## Instruction A
According to the outline, how old are Roark and Dominique when they are united?
## Instruction B
Supply the next part of the outline, picking up after its final line about Part IV.

Their affair: 1929-30.
Dominique marries Peter: early 1931.
Dominique marries Wynand: 1933.
Wynand engages Roark to build home: 1935.
Crisis: 1937.
Roark-Dominique united: 1938 (he 38, she 35).
Outline of Roark’s architectural career.
(Highlights of his important buildings and his worst tragedies.)
Outline of Peter’s career. (Highlights of his buildings and rise. Highlights of his downfall.)
The affair of Roark-Dominique. Their break.
Personal life: Peter-Dominique.
Personal life: Wynand-Dominique.
The change which forces Dominique back to Roark.
The relationship: Roark-Wynand.
The career and life of Toohey.
The climax-Roark’s crime and trial.
The climaxes and points to build to:
Part I: That Roark fails and Peter wins.
Part II: That Roark loses to Toohey. The burden of Peter’s glory.
Part III: That Roark overcomes Toohey. Beginning of Peter’s downfall.
Part IV: That Roark overcomes everyone. Peter’s downfall.

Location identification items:
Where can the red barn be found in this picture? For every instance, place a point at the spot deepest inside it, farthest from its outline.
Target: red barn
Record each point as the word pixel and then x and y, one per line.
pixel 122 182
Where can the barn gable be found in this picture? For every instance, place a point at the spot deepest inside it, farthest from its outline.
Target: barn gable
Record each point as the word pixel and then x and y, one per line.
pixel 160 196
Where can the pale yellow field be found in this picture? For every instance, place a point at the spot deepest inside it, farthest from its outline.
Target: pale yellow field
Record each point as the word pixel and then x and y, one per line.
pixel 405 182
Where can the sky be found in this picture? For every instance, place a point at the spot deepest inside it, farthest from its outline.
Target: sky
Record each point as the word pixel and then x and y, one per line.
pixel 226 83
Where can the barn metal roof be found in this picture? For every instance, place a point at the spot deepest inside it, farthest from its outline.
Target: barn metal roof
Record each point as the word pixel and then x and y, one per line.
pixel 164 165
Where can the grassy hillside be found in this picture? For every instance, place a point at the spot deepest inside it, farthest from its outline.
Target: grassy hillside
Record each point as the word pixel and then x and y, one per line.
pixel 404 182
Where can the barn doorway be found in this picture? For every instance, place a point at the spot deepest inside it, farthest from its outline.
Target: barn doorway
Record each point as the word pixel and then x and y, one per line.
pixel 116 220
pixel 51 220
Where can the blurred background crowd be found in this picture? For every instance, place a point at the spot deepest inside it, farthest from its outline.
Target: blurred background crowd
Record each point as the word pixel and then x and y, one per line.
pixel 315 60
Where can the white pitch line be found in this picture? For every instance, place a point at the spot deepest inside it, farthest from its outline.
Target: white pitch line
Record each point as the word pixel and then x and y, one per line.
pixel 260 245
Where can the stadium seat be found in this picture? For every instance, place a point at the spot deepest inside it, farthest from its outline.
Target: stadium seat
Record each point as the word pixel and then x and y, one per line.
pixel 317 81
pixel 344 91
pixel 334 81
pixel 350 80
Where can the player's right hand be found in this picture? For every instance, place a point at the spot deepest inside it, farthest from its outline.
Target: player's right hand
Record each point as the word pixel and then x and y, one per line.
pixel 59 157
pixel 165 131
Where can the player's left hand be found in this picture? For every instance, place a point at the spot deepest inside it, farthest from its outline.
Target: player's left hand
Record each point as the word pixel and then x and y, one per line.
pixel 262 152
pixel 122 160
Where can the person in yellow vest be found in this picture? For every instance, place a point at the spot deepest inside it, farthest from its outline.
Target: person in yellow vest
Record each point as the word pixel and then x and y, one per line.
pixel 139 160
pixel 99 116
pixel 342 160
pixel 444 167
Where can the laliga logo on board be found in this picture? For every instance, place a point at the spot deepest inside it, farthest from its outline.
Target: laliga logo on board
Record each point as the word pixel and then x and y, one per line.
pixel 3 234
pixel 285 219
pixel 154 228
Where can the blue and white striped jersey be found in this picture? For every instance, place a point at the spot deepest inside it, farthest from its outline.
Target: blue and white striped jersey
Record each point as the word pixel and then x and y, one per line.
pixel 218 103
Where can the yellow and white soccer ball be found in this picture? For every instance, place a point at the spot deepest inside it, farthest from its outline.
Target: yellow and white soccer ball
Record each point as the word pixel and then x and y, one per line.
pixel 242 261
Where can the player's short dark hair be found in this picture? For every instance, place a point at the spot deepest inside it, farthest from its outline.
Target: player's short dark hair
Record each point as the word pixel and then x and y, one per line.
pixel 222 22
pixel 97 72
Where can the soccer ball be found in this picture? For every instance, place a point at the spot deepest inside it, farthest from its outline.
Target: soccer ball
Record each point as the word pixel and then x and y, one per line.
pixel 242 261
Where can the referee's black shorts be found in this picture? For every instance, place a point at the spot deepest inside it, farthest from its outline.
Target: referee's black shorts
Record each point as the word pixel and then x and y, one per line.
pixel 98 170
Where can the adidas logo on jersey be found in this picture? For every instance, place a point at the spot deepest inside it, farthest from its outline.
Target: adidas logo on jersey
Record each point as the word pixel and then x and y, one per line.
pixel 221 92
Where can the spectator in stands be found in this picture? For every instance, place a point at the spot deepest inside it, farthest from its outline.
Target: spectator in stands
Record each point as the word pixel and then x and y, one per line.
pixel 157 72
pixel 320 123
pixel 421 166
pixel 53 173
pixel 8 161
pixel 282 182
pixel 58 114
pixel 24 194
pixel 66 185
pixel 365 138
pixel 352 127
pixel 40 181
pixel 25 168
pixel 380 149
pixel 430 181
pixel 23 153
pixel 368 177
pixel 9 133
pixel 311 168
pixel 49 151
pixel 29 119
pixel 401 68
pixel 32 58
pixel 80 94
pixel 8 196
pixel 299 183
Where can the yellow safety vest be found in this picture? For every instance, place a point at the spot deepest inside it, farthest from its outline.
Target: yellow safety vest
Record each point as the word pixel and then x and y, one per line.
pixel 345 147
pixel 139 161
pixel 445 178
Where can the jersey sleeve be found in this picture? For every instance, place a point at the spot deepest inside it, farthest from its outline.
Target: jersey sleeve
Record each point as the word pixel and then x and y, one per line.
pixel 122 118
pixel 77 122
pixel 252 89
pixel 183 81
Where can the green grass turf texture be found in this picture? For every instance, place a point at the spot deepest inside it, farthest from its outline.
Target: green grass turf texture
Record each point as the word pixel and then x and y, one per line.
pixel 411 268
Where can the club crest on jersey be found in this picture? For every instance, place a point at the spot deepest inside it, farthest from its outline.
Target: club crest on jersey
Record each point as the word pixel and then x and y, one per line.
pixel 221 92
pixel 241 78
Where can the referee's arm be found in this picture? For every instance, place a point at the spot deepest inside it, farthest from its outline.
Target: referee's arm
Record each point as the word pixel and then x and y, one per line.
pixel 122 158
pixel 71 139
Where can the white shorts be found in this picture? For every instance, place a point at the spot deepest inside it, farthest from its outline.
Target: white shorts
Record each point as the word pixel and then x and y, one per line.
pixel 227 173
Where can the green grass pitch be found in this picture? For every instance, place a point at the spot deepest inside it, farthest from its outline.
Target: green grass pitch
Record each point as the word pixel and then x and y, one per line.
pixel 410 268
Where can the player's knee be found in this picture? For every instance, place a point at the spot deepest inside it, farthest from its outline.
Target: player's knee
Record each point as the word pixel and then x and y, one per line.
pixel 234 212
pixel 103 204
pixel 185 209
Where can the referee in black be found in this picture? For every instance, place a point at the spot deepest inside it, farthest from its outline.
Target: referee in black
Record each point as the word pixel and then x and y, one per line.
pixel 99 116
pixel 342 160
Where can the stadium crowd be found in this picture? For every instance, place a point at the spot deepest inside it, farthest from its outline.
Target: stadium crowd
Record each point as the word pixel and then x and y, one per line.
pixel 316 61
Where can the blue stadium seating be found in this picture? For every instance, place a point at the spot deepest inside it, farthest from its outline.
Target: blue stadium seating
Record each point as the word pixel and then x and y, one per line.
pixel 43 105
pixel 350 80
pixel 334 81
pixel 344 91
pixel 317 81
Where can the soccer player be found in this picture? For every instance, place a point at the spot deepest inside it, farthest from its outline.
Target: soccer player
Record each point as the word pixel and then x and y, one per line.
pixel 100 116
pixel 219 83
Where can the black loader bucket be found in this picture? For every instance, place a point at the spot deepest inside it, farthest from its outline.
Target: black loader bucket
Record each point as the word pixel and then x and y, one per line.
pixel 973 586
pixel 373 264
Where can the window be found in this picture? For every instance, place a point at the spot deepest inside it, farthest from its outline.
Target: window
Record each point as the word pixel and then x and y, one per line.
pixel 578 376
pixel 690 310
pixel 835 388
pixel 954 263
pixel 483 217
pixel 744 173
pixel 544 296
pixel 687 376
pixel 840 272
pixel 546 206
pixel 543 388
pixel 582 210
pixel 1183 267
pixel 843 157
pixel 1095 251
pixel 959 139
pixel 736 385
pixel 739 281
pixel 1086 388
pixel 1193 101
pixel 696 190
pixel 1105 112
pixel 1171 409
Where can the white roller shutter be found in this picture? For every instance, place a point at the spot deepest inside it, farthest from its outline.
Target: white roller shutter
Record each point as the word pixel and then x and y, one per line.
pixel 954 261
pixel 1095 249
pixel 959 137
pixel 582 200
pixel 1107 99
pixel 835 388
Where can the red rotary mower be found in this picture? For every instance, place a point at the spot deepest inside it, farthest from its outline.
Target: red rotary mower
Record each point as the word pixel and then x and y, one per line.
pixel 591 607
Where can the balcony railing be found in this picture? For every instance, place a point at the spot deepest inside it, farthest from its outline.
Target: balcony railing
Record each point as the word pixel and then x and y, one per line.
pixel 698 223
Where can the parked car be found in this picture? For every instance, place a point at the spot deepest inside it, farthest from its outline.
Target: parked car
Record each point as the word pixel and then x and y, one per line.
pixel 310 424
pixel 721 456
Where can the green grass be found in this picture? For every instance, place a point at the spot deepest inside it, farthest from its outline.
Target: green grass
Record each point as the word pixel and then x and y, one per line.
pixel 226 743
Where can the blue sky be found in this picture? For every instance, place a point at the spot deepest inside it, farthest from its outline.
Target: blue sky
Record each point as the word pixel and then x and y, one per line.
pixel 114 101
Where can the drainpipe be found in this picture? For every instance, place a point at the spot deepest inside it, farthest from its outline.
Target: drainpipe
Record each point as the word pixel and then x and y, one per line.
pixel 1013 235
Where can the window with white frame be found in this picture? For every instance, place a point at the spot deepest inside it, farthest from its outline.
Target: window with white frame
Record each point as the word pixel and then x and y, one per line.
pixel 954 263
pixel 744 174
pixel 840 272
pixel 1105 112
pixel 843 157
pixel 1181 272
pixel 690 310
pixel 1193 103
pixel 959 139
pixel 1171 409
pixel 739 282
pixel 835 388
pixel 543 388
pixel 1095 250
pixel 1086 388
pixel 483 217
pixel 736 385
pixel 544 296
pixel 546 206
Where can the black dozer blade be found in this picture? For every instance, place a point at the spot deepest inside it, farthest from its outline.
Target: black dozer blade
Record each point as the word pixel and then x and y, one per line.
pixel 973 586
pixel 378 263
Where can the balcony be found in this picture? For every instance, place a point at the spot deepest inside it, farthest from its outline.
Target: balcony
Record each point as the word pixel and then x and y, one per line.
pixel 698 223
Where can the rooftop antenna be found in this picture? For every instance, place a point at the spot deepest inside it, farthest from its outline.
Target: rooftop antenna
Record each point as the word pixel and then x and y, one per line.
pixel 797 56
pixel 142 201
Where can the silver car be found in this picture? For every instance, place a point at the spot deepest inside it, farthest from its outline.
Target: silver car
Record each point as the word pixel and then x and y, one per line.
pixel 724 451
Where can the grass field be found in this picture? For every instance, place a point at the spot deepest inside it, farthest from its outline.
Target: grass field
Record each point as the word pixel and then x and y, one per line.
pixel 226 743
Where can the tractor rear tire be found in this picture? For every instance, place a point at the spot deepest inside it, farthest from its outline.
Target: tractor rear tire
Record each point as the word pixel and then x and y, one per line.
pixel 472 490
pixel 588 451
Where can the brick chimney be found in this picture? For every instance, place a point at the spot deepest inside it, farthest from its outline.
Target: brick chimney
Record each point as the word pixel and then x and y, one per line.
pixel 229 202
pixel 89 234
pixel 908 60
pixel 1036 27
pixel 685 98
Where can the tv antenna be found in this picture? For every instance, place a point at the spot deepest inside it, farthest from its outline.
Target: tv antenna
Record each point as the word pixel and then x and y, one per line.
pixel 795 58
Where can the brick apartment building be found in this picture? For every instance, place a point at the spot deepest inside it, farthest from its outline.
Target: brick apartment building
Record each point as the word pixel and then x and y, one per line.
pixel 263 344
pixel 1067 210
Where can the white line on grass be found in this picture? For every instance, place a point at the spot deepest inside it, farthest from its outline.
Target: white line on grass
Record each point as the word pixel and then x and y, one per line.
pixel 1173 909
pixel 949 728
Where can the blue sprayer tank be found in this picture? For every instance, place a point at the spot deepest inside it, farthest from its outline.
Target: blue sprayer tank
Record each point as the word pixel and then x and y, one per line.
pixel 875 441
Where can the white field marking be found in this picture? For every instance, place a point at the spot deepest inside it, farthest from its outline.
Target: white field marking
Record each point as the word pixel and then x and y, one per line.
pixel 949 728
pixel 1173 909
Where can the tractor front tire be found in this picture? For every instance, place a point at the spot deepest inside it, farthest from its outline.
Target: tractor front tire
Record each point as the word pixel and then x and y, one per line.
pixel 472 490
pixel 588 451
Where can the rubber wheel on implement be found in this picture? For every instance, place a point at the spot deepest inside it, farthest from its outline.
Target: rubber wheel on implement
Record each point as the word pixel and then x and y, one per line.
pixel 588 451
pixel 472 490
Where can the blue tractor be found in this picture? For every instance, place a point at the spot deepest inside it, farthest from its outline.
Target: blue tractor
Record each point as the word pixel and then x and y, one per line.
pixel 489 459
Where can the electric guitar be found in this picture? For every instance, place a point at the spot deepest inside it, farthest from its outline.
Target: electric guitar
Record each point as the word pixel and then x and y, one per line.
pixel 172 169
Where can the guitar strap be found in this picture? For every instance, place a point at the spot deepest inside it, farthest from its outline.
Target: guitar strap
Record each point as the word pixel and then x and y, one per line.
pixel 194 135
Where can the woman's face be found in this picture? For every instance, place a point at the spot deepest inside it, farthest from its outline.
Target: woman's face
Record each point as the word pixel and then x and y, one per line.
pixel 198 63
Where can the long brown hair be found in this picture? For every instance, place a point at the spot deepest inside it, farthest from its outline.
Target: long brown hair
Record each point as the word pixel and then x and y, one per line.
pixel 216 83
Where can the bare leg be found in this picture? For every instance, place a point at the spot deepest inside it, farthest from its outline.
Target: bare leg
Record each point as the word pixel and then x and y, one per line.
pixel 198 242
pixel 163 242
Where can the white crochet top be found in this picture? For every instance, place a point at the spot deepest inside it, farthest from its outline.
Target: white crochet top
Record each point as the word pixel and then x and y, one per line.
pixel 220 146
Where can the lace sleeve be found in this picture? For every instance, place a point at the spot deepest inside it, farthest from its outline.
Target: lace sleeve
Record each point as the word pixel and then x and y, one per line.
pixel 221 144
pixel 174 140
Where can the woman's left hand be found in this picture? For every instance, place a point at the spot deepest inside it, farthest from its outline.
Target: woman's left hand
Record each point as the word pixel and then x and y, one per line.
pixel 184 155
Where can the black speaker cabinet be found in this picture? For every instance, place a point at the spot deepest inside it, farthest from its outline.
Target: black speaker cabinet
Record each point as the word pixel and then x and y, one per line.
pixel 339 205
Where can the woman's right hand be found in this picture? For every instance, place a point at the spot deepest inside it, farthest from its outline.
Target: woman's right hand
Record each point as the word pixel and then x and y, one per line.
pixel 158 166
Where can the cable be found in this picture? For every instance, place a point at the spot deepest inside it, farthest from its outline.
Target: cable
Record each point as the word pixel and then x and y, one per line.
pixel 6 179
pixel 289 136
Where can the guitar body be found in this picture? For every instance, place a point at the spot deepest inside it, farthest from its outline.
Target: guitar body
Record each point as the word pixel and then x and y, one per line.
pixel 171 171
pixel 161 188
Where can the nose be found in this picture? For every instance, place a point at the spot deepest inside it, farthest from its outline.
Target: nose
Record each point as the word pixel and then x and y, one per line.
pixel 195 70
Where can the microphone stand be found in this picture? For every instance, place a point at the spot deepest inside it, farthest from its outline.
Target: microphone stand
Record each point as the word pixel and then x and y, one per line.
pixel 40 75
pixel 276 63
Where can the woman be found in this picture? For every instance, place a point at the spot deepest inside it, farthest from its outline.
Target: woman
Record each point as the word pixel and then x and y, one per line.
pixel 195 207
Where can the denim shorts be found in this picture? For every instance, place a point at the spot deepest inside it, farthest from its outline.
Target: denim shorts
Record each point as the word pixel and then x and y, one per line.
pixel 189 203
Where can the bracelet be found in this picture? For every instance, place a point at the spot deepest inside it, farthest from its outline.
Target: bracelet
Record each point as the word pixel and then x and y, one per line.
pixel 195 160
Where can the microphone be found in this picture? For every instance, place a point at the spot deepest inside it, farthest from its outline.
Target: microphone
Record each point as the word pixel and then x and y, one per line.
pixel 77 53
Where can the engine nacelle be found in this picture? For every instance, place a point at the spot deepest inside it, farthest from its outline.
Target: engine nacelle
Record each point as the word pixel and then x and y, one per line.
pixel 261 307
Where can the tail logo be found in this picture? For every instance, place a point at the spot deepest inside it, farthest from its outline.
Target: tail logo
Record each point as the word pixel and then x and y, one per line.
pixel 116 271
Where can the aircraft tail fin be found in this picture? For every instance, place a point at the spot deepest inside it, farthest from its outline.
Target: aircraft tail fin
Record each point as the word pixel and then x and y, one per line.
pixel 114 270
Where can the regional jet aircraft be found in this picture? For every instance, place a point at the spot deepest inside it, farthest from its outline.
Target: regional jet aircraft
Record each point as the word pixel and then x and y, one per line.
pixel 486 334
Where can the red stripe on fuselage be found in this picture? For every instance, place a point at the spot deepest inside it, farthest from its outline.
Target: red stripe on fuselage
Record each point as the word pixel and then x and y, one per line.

## Written answer A
He is 38 and she is 35, in 1938.

## Written answer B
Next points:
Roark’s first women and his personal life up to Dominique—
all of first part.
Roark’s women after Dominique’s marriage to Peter.
Toohey’s trick against Roark.
(Involve Dominique, Wynand’s editor, the young millionaire, Toohey’s whole technique and his definite
advancement with the Wynand papers.)
Roark’s friends.
Roark’s temptation? Is there or is there not a situation for him? Not.
Roark-Dominique: what finally brings them together?
For Roark-Dominique lawsuit:
What would make Roark sue?
What can Toohey do to bring it about and to make Dominique say it?
What advantage results for Toohey, other than Dominique being fired?
What damage to Roark?
Precisely what makes Toohey want Dominique to be fired?
Toohey’s technique and illustration of his whole character?
1938
To think over.
Trouble for Dominique (early)—?
Wynand’s sadism (luxury for people out of the gutter)—?
Wynand’s one big attempt against Roark. (Roark’s heroic reaction,
Wynand’s turning point toward Roark and all things.)
Roark’s activity about securing jobs.
Roark’s activity about his kind of joy in life.
(?) (Greatest part of book to last part and climax.)
Influence of Roark on all who come in contact with him.
Roark brings out either the worst or the best in people. (The worst—Toohey. The best—Wynand.) Think this over in connection with every point in the outline of Roark’s career.
In construction:
first
—philosophy, second—architecture.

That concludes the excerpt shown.